*Request 1*
Show every line in the listing below that contains the word "shorts", treating uppercase and lowercase letters as different.

■ ■ ■ ■

Stone by Numbers

Imagine the ability to design natural stone walls, stone by stone, in a virtual world and end up with a real-world duplication of that drawing, stone for stone, color for color and shape for shape.

It’s an architect’s dream come true, says Ken Jackman, president, New World Stoneworks, Uxbridge, Mass. As an artisan product, stone work is difficult to manage without being on-site looking over the mason’s shoulder.

“Ask any architect to tell you a horror story about a stone wall, and they will. Depending on who’s cutting the stone on-site, you have almost no control over the process. What architects love about our system is they can control the design and view it in CAD. And you can proof it on paper before it’s literally set in stone.”

Builders love it too, Jackman says. New World Stoneworks’ jobs can be completed up to 10 times faster than other natural stone projects, and without dust or debris from on-site cutting. “Because our stones are precut, it’s basically just pick and place. A pallet is dropped where the stones are to be installed; they don’t have to be moved very far,” Jackman says.

■ ■ ■ ■

*Request 2*
According to the article on precut stone walls, how much faster can New World Stoneworks' jobs be completed than other natural stone projects?

*Given records*
■ ■ ■ ■

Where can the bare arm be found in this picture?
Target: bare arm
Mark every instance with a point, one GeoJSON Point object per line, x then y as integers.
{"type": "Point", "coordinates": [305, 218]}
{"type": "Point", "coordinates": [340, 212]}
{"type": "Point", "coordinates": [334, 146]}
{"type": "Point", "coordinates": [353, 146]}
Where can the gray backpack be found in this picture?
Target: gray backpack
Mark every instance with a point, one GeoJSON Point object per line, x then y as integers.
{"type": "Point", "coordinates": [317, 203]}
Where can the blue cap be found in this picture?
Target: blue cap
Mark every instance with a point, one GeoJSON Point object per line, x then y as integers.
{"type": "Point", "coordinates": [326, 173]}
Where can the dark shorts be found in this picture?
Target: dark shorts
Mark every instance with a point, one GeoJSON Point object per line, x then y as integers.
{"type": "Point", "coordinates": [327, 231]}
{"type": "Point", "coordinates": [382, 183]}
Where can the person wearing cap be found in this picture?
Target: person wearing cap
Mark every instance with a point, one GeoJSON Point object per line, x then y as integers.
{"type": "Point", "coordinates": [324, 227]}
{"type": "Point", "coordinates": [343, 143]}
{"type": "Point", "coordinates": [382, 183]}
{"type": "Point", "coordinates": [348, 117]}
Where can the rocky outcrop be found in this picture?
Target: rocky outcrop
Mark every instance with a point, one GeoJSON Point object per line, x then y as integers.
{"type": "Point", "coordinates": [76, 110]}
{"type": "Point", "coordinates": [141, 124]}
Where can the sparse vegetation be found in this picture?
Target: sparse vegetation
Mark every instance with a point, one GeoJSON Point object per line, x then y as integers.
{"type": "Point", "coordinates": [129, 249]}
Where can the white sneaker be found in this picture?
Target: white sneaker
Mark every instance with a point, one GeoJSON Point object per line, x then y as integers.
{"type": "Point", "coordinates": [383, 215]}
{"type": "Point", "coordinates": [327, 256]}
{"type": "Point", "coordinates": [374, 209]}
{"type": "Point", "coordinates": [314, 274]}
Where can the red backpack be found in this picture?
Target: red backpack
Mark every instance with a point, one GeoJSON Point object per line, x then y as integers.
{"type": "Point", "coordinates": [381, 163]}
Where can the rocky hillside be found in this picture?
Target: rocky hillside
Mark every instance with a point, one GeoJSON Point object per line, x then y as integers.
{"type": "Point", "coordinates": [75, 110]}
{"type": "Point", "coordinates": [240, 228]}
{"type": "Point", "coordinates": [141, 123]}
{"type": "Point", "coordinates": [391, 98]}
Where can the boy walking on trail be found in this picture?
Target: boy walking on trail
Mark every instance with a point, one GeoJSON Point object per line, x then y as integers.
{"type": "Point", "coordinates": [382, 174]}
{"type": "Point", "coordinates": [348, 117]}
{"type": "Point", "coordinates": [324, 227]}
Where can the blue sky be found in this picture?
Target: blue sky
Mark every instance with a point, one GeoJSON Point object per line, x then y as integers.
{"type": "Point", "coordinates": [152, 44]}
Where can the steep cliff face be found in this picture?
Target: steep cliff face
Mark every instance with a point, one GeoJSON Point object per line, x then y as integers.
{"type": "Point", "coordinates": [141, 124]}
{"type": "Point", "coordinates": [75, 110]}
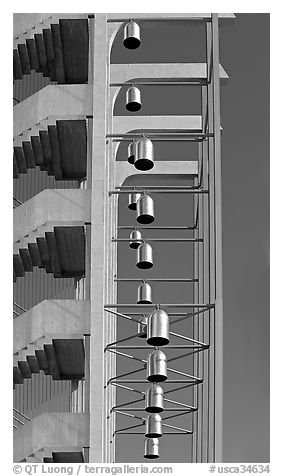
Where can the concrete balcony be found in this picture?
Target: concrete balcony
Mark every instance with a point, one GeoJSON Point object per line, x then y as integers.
{"type": "Point", "coordinates": [52, 45]}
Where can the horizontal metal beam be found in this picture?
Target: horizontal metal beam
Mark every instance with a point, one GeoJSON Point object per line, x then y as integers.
{"type": "Point", "coordinates": [127, 227]}
{"type": "Point", "coordinates": [189, 82]}
{"type": "Point", "coordinates": [150, 306]}
{"type": "Point", "coordinates": [173, 382]}
{"type": "Point", "coordinates": [147, 347]}
{"type": "Point", "coordinates": [164, 410]}
{"type": "Point", "coordinates": [156, 190]}
{"type": "Point", "coordinates": [118, 17]}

■ ■ ■ ■

*Correct answer 1*
Where can the dark shorts be found in this picture?
Target: dark shorts

*Correct answer 2*
Up to 10 times faster.